> Dataset rows on where objects appear:
● ● ●
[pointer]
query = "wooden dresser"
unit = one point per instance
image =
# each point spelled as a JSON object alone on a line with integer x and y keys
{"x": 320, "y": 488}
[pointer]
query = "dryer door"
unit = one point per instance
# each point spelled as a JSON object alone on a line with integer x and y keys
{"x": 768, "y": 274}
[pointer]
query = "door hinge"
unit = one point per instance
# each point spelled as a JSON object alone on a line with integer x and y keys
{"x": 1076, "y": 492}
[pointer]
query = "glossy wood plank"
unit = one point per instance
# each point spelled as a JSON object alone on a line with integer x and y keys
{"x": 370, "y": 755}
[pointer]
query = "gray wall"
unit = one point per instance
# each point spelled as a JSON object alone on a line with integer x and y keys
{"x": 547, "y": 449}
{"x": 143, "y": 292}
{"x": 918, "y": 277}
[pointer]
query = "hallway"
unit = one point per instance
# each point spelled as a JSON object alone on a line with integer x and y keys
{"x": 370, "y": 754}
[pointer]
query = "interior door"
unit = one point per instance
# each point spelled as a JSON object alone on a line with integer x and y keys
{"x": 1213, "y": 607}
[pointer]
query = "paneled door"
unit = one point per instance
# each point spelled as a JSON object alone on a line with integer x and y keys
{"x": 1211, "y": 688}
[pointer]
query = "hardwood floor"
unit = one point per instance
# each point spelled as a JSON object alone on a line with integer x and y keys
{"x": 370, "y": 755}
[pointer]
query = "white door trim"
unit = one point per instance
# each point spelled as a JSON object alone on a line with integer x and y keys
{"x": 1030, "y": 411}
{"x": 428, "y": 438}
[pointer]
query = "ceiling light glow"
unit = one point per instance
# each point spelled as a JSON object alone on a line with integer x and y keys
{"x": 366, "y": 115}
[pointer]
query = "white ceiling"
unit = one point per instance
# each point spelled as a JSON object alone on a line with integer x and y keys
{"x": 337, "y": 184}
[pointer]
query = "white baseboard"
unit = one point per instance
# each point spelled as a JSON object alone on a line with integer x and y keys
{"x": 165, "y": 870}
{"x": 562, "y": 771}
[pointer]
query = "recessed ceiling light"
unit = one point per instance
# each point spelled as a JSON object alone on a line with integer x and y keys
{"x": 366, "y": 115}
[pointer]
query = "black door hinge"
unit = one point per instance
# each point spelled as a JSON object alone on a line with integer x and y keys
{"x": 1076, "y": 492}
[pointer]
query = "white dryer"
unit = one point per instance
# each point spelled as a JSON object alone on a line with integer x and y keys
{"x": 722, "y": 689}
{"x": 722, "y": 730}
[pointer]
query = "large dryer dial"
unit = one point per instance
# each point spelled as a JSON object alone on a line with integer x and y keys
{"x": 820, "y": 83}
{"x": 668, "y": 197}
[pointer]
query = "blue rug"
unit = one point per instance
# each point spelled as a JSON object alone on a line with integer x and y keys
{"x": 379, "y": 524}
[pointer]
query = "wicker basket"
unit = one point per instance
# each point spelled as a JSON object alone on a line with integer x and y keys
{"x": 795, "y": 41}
● ● ●
> Short problem:
Print the records above in full, exactly.

> Finished answer:
[pointer]
query = "wooden dresser"
unit = one point per instance
image =
# each point spelled as a JSON object alone on a line with integer x and y keys
{"x": 320, "y": 488}
[pointer]
query = "dryer door"
unit = one point per instance
# each point spelled as a JSON object alone on a line with integer x and y keys
{"x": 768, "y": 274}
[pointer]
query = "door hinge"
unit = one point per instance
# each point spelled as a JSON object alone on a line with integer x and y keys
{"x": 1076, "y": 492}
[pointer]
query = "glossy wood plank"
unit = one point per instance
# each point spelled as a JSON object alone on a line with integer x and y keys
{"x": 370, "y": 755}
[pointer]
query = "gray wall"
unit = one point per instance
# each point spelled as a JSON object alone on a line with integer x and y keys
{"x": 547, "y": 449}
{"x": 143, "y": 292}
{"x": 918, "y": 277}
[pointer]
query = "hallway"
unit = one point per instance
# each point spelled as a JSON object alone on a line with integer x and y keys
{"x": 370, "y": 754}
[pointer]
query = "interior door"
unit = one point per instance
# each point spelled as a JSON object alone on a line with integer x and y keys
{"x": 1213, "y": 607}
[pointer]
query = "paneled door"
unit = one point per instance
# each point spelled as a JSON object alone on a line with integer x and y keys
{"x": 1211, "y": 688}
[pointer]
query = "hardwood floor"
unit = one point per instance
# each point spelled as a JSON object alone on a line with integer x and y keys
{"x": 370, "y": 755}
[pointer]
query = "white door trim"
unit = one point per instance
# each point spelled as a JSON object alone on a line with integer x and y keys
{"x": 1030, "y": 411}
{"x": 428, "y": 438}
[pointer]
query = "ceiling light glow"
unit = one point per instance
# each point spelled as a JSON object alone on a line with integer x and y keys
{"x": 366, "y": 115}
[pointer]
query = "white ceiling"
unit = one point per instance
# each point spelled as a JSON object alone on a line with integer x and y keys
{"x": 337, "y": 184}
[pointer]
query = "white baseboard"
unit = one point per instance
# each point spelled as a JSON object alone on a line with integer x and y keys
{"x": 165, "y": 870}
{"x": 562, "y": 771}
[pointer]
query = "recessed ceiling light"
unit = one point per instance
# each point spelled as a JSON object alone on a line with integer x and y keys
{"x": 366, "y": 115}
[pointer]
query = "black door hinge"
unit = one point per instance
# each point spelled as a JSON object alone on a line with integer x and y keys
{"x": 1076, "y": 492}
[pointer]
query = "white dryer"
unit = one point per instance
# each point spelled as a JSON object alone on a line with integer x and y keys
{"x": 722, "y": 689}
{"x": 722, "y": 730}
[pointer]
query = "large dryer dial"
unit = one point per instance
# each point spelled as a JSON object alone on a line with integer x and y keys
{"x": 820, "y": 83}
{"x": 668, "y": 197}
[pointer]
query = "blue rug"
unit = one point per instance
# each point spelled as a JSON object alone on a line with integer x and y keys
{"x": 379, "y": 524}
[pointer]
query = "wicker basket"
unit = one point per instance
# each point spelled as a JSON object alone on a line with integer x and y keys
{"x": 795, "y": 41}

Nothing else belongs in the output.